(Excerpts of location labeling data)
★ ★ ★ ★ ★

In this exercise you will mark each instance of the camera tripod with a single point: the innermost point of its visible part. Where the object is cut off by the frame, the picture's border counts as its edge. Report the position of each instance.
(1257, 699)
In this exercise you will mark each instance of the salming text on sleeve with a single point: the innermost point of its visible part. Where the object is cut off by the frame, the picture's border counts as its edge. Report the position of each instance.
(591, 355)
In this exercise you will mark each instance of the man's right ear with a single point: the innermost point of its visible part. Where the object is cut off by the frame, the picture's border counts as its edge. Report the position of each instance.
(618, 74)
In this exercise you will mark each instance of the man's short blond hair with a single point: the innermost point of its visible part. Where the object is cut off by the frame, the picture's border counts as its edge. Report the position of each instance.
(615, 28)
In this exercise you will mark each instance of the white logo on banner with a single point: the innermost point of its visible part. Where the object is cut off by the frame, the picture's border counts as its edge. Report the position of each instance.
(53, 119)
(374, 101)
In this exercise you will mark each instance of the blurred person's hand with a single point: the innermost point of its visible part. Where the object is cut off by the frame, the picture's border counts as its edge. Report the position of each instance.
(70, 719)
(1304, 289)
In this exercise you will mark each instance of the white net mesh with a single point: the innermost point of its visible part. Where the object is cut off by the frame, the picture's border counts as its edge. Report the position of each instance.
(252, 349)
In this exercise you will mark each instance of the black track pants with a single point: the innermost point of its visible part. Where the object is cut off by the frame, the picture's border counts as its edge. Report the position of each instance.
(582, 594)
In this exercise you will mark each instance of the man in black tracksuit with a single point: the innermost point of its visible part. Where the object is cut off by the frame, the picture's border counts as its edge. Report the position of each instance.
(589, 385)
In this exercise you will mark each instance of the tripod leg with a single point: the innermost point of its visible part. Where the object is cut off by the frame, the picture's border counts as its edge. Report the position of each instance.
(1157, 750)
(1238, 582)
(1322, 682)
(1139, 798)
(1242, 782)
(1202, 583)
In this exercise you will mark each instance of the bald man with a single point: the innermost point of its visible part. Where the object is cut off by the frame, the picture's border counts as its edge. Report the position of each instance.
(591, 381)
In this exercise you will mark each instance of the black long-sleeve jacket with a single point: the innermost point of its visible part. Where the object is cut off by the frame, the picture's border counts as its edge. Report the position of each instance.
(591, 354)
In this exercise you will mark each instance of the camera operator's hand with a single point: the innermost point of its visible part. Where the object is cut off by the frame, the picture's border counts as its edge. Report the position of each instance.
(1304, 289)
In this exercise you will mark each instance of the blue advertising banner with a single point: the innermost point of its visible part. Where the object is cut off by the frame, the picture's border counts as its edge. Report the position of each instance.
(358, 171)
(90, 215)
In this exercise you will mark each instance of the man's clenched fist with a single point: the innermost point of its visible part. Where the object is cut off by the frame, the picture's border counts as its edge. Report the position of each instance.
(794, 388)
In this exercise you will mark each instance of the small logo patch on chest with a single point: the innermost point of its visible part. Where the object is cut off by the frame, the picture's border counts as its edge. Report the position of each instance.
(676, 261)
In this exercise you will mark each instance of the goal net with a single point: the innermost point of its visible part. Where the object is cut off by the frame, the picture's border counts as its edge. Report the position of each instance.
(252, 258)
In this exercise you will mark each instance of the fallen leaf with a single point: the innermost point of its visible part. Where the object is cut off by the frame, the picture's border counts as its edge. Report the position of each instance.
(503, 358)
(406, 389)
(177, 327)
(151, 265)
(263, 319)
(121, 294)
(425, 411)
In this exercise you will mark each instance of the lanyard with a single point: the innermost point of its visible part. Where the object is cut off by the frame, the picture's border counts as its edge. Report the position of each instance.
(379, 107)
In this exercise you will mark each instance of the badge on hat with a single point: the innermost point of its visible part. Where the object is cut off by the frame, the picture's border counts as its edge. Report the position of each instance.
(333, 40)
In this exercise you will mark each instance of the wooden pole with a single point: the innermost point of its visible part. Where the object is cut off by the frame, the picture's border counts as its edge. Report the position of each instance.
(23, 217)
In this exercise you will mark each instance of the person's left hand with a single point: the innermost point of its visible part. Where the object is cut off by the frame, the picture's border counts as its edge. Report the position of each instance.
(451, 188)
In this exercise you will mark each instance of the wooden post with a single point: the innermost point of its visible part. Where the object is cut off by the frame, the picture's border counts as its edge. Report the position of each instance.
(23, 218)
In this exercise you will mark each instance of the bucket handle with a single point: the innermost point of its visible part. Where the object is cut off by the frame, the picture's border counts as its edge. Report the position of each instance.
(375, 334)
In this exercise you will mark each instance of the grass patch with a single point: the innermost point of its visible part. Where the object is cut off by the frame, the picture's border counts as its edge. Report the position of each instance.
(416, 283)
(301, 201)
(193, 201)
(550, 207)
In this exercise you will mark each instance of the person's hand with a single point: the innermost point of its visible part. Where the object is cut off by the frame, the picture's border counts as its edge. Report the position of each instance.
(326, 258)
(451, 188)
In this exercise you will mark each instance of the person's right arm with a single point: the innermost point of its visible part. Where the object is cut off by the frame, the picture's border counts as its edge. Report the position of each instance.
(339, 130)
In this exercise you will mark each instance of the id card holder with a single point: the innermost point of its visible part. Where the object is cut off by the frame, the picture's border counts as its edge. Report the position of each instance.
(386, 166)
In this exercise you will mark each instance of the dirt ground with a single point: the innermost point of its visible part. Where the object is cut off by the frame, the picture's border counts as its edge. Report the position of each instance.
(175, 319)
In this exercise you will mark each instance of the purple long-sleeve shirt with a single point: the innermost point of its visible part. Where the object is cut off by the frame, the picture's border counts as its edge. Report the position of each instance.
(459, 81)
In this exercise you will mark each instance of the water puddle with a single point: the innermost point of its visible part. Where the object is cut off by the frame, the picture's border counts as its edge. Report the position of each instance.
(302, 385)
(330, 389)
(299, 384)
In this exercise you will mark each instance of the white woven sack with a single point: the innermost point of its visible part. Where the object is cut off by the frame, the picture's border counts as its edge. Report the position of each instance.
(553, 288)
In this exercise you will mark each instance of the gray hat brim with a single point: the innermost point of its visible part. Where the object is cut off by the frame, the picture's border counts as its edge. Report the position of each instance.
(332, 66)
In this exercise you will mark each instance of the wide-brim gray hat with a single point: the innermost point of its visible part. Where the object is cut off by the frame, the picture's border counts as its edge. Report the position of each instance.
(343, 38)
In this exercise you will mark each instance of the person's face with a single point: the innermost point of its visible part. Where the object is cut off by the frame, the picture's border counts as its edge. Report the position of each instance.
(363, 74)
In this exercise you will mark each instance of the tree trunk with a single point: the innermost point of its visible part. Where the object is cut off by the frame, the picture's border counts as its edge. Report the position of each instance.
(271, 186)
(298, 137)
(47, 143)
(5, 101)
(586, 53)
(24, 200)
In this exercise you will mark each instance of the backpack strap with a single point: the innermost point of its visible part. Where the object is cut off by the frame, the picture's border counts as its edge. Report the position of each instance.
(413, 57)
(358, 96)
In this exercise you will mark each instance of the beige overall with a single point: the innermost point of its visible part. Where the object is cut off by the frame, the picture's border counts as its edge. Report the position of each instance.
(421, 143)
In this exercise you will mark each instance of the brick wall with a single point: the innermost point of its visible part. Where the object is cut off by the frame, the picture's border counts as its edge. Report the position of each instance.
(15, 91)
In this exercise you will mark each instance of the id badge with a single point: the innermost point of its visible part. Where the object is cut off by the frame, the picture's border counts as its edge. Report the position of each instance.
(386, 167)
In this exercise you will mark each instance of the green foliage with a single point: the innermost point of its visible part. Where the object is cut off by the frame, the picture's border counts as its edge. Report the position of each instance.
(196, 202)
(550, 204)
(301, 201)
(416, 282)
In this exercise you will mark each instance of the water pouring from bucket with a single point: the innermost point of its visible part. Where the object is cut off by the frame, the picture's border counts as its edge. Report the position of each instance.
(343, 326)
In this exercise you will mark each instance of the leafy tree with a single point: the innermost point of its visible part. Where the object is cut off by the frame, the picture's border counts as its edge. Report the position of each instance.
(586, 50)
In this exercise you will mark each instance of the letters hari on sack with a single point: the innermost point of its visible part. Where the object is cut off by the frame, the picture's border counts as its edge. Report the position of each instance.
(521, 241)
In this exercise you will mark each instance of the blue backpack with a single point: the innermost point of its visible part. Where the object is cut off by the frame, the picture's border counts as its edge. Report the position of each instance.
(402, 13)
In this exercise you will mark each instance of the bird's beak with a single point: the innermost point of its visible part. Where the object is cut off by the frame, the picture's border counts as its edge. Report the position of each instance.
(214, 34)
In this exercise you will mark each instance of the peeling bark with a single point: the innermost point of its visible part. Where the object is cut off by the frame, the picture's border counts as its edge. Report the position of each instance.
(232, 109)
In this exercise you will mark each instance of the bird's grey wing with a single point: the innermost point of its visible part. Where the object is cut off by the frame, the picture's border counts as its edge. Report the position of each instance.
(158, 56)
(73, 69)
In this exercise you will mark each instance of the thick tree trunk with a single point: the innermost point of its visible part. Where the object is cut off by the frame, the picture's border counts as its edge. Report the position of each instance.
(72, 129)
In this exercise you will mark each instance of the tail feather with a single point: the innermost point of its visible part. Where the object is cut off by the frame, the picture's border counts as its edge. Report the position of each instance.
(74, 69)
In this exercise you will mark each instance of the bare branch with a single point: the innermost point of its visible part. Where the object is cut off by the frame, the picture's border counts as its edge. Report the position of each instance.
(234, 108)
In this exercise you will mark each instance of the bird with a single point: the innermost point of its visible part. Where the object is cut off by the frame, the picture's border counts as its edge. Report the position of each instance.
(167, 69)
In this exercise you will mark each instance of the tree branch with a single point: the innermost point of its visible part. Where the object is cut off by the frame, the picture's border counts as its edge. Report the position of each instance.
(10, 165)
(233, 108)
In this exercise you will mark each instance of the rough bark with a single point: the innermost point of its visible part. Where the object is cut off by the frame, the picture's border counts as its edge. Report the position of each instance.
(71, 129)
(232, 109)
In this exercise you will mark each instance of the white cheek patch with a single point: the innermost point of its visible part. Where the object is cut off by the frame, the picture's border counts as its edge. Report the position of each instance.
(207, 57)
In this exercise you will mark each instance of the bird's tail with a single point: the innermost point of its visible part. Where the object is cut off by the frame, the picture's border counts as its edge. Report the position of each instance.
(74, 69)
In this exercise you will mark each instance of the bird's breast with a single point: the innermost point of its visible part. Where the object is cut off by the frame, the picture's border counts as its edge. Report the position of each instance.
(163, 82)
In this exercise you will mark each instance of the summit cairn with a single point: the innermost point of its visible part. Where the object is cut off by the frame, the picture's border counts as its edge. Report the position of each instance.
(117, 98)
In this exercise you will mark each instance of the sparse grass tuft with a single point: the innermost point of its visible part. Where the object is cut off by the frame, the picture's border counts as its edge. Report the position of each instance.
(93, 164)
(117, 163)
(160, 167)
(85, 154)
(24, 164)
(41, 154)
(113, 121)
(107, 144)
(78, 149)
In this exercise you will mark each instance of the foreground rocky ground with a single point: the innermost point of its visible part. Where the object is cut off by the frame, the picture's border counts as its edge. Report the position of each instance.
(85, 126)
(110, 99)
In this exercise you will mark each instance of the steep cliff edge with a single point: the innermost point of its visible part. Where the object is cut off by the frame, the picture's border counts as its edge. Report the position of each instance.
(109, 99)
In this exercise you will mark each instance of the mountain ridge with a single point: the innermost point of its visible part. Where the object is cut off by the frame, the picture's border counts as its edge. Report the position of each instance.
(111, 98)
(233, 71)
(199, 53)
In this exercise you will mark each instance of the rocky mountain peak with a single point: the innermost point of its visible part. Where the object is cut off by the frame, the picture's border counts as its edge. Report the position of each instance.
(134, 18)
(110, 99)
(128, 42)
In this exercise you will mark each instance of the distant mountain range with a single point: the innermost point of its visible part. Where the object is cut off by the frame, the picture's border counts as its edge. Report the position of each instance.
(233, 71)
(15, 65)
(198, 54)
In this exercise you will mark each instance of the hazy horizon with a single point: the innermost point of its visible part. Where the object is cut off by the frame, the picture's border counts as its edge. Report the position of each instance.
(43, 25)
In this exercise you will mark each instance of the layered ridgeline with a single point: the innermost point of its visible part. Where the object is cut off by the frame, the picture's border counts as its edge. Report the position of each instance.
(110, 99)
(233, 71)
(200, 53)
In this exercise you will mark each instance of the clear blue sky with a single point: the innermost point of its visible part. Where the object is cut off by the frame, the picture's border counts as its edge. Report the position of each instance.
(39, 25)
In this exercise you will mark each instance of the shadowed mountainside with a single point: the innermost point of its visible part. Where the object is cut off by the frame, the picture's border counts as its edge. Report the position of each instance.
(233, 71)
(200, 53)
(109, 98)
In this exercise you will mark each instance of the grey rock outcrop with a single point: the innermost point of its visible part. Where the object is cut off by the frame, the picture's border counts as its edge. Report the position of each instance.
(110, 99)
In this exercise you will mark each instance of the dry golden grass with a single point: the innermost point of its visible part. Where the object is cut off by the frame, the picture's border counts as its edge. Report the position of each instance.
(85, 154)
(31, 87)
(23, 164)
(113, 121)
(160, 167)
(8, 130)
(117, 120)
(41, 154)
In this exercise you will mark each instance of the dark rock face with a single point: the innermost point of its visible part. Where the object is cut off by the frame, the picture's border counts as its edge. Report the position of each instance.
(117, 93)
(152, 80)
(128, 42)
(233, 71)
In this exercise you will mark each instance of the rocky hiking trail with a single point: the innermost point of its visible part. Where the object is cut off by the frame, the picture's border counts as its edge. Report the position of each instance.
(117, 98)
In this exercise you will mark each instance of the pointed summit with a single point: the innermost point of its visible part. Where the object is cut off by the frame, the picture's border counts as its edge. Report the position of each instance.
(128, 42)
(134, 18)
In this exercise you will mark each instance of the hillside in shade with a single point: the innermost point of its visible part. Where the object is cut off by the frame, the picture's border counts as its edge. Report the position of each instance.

★ ★ ★ ★ ★

Request ▸
Extract the closing run of lines, starting with the one containing "the rocky hiking" and ending at the last, exactly as written.

Result of this exercise ▸
In this exercise you will mark each instance of the rocky hiking trail with a single point: the innermost point of its visible part. Where the object is cut off by the frame, the picture's border counts as its edge. Report the position of each instance.
(117, 98)
In this exercise you will mark each instance of the pointed summit with a single point: the innermost point of its visible part. Where the object is cut off by the frame, the picture's border counts as its edge. Report the position of each instance.
(128, 42)
(134, 18)
In this exercise you will mark each instance of the hillside in shade with a single point: the innermost point of its visible part. Where the object is cut off by the frame, the picture's border counts as its edge. Report the position of each instance.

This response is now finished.